Problem description:
Give back all the data exactly as it was written.

[Source data]
******************************
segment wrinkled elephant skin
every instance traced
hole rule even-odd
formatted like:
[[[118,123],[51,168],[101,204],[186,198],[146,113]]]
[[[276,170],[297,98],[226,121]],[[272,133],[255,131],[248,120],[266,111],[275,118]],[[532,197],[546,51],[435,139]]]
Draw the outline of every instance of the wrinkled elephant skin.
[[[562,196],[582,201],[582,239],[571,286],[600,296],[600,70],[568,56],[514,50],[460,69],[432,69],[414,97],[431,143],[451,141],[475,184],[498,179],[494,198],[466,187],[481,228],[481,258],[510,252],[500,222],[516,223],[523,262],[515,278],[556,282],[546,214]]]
******************************
Solution for this exercise:
segment wrinkled elephant skin
every instance traced
hole rule even-odd
formatted like:
[[[118,123],[51,168],[101,204],[186,198],[146,113]]]
[[[276,170],[297,98],[226,121]],[[272,133],[255,131],[248,120],[266,111],[275,118]],[[532,197],[546,51],[435,139]]]
Draw the outline of every instance of the wrinkled elephant skin.
[[[562,196],[582,201],[582,239],[571,286],[600,296],[600,70],[568,56],[514,50],[460,69],[432,69],[414,97],[431,143],[451,141],[475,184],[498,179],[494,198],[466,187],[481,228],[481,258],[510,252],[500,222],[516,223],[523,262],[515,278],[556,282],[546,214]]]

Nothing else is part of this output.